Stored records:
***
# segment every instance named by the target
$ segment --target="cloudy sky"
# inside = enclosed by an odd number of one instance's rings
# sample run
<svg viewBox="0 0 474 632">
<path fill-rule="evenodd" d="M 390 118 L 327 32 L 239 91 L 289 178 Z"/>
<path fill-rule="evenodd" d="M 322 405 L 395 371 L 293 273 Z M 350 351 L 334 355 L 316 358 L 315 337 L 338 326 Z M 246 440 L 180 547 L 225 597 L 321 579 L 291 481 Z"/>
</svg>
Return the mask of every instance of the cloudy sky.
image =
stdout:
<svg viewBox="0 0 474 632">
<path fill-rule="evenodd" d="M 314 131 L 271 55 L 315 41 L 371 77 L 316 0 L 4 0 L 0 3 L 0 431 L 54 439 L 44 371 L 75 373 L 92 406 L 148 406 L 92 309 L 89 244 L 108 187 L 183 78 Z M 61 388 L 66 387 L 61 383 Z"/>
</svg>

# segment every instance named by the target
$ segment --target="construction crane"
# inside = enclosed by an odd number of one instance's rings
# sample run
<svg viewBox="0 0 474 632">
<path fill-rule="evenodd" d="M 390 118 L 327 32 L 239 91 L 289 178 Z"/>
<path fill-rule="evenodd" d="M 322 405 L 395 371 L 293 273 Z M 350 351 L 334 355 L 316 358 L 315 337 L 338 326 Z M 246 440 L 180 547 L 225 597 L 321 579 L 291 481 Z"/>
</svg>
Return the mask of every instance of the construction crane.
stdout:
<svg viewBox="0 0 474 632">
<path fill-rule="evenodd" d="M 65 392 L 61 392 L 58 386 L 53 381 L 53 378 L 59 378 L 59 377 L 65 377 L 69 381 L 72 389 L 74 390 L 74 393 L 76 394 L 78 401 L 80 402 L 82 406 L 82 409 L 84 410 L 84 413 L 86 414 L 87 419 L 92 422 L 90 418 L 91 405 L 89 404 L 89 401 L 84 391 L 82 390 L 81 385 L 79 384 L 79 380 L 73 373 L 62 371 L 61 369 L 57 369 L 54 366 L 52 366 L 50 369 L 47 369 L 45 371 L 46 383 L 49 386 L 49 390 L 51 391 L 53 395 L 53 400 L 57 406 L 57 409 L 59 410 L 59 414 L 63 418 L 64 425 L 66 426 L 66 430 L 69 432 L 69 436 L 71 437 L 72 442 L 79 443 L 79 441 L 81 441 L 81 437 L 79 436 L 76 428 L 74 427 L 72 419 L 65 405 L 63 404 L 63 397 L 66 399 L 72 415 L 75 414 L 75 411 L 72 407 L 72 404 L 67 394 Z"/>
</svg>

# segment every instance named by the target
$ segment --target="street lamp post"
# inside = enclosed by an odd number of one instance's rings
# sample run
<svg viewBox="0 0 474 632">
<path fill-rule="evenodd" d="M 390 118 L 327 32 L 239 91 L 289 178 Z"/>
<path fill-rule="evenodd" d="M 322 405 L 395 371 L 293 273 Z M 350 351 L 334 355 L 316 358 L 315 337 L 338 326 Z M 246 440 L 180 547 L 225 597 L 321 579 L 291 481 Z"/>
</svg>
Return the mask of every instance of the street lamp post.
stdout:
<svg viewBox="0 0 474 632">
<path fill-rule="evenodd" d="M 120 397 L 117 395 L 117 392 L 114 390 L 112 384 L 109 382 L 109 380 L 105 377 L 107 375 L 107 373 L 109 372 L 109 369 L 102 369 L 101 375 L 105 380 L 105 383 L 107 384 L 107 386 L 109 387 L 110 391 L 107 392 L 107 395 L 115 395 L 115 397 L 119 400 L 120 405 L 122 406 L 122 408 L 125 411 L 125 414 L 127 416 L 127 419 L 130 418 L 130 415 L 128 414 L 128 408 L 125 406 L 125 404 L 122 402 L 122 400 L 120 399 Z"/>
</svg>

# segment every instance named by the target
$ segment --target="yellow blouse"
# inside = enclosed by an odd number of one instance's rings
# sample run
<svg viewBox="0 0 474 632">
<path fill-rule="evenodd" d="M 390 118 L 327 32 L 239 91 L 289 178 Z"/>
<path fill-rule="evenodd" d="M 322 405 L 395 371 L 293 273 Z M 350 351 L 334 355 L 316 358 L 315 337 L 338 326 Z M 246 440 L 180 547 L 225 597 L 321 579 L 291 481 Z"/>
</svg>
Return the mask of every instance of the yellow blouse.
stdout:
***
Your objective: Repeat each entry above exactly as it appears.

Solution to this exercise:
# segment every instance named by the target
$ segment --target="cloudy sky"
# inside = enclosed by an odd number of one instance's rings
# sample run
<svg viewBox="0 0 474 632">
<path fill-rule="evenodd" d="M 390 118 L 327 32 L 239 91 L 289 178 Z"/>
<path fill-rule="evenodd" d="M 322 405 L 395 371 L 293 273 Z M 350 351 L 334 355 L 316 358 L 315 337 L 338 326 Z M 246 440 L 180 547 L 225 597 L 321 579 L 291 481 Z"/>
</svg>
Return the mask of every instance of the cloudy sky.
image =
stdout:
<svg viewBox="0 0 474 632">
<path fill-rule="evenodd" d="M 314 131 L 271 55 L 315 41 L 371 77 L 316 0 L 4 0 L 0 3 L 0 431 L 54 439 L 44 371 L 75 373 L 92 406 L 148 406 L 92 309 L 89 244 L 108 187 L 183 78 Z M 61 388 L 66 387 L 61 383 Z"/>
</svg>

# segment every instance named by the target
$ segment --target="construction crane"
# inside = enclosed by an odd number of one instance's rings
# sample run
<svg viewBox="0 0 474 632">
<path fill-rule="evenodd" d="M 390 118 L 327 32 L 239 91 L 289 178 Z"/>
<path fill-rule="evenodd" d="M 322 405 L 395 371 L 293 273 Z M 350 351 L 334 355 L 316 358 L 315 337 L 338 326 Z M 246 440 L 180 547 L 225 597 L 321 579 L 291 481 Z"/>
</svg>
Return the mask of every instance of the construction crane.
stdout:
<svg viewBox="0 0 474 632">
<path fill-rule="evenodd" d="M 65 392 L 61 392 L 58 386 L 53 381 L 53 378 L 59 378 L 59 377 L 65 377 L 69 381 L 72 389 L 74 390 L 74 393 L 76 394 L 78 401 L 80 402 L 82 406 L 82 409 L 84 410 L 84 413 L 86 414 L 87 419 L 92 422 L 90 418 L 91 405 L 89 404 L 89 401 L 84 391 L 82 390 L 81 385 L 79 384 L 79 380 L 73 373 L 62 371 L 61 369 L 57 369 L 54 366 L 52 366 L 50 369 L 47 369 L 45 371 L 46 383 L 49 386 L 49 390 L 51 391 L 53 395 L 53 400 L 57 406 L 57 409 L 59 410 L 59 414 L 63 418 L 64 425 L 66 426 L 66 430 L 69 432 L 69 436 L 71 437 L 72 442 L 79 443 L 79 441 L 81 441 L 81 437 L 79 436 L 76 428 L 74 427 L 72 419 L 65 405 L 63 404 L 63 397 L 66 399 L 72 415 L 75 414 L 75 411 L 72 407 L 72 404 L 67 394 Z"/>
</svg>

# segment every instance named by the target
$ segment --target="street lamp post"
# inside = enclosed by an odd number of one instance's rings
# sample run
<svg viewBox="0 0 474 632">
<path fill-rule="evenodd" d="M 390 118 L 327 32 L 239 91 L 289 178 Z"/>
<path fill-rule="evenodd" d="M 322 405 L 395 371 L 293 273 Z M 350 351 L 334 355 L 316 358 L 315 337 L 338 326 Z M 246 440 L 180 547 L 225 597 L 321 579 L 291 481 Z"/>
</svg>
Return the mask of every instance of the street lamp post.
stdout:
<svg viewBox="0 0 474 632">
<path fill-rule="evenodd" d="M 120 397 L 117 395 L 117 392 L 114 390 L 112 384 L 109 382 L 109 380 L 105 377 L 107 375 L 107 373 L 109 372 L 109 369 L 102 369 L 101 375 L 105 380 L 105 383 L 107 384 L 107 386 L 109 387 L 110 391 L 107 392 L 107 395 L 115 395 L 115 397 L 119 400 L 120 405 L 122 406 L 122 408 L 125 411 L 125 414 L 127 416 L 127 419 L 130 418 L 130 415 L 128 414 L 128 408 L 125 406 L 125 404 L 122 402 L 122 400 L 120 399 Z"/>
</svg>

# segment every instance named by the target
$ segment --target="yellow blouse"
# inside = enclosed by an odd number of one instance's rings
# sample run
<svg viewBox="0 0 474 632">
<path fill-rule="evenodd" d="M 390 118 L 327 32 L 239 91 L 289 178 Z"/>
<path fill-rule="evenodd" d="M 322 405 L 395 371 L 293 273 Z M 350 351 L 334 355 L 316 358 L 315 337 L 338 326 Z M 246 440 L 180 547 L 225 597 L 321 579 L 291 481 Z"/>
</svg>
Return the mask of every instance of the yellow blouse.
stdout:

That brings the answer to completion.